WHAT YOU NEED TO DO:
The expected output is the data itself, duplicated in full.
[Opening SUPPLIED ENTRIES section]
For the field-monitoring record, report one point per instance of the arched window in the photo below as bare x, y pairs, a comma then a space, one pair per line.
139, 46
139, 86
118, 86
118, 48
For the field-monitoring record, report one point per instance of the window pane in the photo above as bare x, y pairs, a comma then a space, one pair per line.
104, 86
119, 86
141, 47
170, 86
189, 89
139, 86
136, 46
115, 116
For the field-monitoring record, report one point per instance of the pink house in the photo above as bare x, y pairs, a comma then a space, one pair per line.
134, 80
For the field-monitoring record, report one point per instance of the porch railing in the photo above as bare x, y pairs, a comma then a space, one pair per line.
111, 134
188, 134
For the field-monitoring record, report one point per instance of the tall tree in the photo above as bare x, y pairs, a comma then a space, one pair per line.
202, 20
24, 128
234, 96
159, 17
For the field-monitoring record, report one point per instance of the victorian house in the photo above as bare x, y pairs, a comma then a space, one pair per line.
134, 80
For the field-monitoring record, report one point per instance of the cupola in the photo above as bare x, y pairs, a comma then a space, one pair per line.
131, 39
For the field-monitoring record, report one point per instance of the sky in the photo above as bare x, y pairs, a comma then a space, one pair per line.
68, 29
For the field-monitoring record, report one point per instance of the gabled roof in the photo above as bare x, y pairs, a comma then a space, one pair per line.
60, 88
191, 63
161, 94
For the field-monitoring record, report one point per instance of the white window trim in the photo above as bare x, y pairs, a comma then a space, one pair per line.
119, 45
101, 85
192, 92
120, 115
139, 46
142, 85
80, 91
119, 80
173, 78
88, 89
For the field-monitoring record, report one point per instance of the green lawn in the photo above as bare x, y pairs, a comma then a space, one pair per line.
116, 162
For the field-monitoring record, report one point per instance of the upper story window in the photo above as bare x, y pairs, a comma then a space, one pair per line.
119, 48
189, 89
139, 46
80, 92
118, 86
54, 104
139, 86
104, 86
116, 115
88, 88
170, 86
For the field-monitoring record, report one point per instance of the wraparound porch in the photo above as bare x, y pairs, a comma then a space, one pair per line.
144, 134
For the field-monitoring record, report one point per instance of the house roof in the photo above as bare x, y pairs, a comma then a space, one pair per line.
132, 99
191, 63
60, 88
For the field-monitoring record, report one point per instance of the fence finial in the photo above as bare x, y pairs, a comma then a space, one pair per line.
[Closing SUPPLIED ENTRIES section]
EXERCISE RESPONSE:
For the field-monitoring record, report one point per instance of the arched window in the photo below as bare x, y pairs, a comma then a space, one pair per line.
139, 46
139, 86
118, 86
118, 48
For the field-monitoring record, report one point per instance of the window pane in the photo above as bare x, y pairs, a comma then a space, one pair per line.
104, 86
119, 86
141, 47
170, 86
189, 89
139, 86
136, 46
115, 116
For the field-monitoring record, report one point per instance of the pink house in the photo above as bare x, y pairs, a comma then a space, one pair per line.
134, 80
For the field-monitoring record, report one point per instance of the porch railing in the photo above as bare x, y pairs, a comma then a space, one pair per line.
111, 134
188, 134
For the field-monitoring record, report one point per instance of the tall tree in the photo above as bare x, y pairs, a comma then a space, one pair per line.
202, 20
24, 128
234, 96
159, 17
For the field-monitoring record, report one point per instance of the victorian house in the photo above as bare x, y pairs, a comma then a space, one pair per line.
134, 80
For the field-monitoring record, report one point per instance of the cupola in the photo above as bare x, y pairs, a comma then a space, one pair per line.
131, 39
For the field-monitoring record, report one point per instance of the sky in the photo above as bare x, y pairs, a comma then a space, one pair per line.
68, 29
For the field-monitoring record, report one point per instance of the gabled roof in the photo above as bare x, y pairs, a comma then a space, one pair per line.
60, 88
191, 63
161, 94
For the field-monitoring record, report one point per instance of the white window trim in the photo above as bare x, y pairs, a comma then a space, one pair per line.
119, 45
101, 85
192, 92
120, 115
139, 46
142, 85
80, 91
119, 80
173, 78
88, 89
For the field-monitoring record, report one point per instance of the green lawn in the photo above as bare x, y pairs, a comma then a space, one pair per line.
116, 162
For the field-monitoring record, report one point per instance of the upper story window in the photo above as bare x, y pairs, a comma then a space, one pair per line.
119, 48
189, 89
139, 46
80, 92
118, 86
54, 104
139, 86
104, 86
116, 115
88, 88
170, 86
For the field-monitoring record, report one point per instance of the wraparound porch in the photo above as bare x, y pairs, a comma then a space, one pair per line.
144, 134
For the field-monitoring record, report one point per instance of the house roof in the photo above as bare x, y pairs, a comma then a space, one pair per line.
132, 99
191, 63
60, 88
For the field-monitoring record, report one point per instance of the fence finial in the photo above as bare x, y pairs, a comma then a space, one pair per line.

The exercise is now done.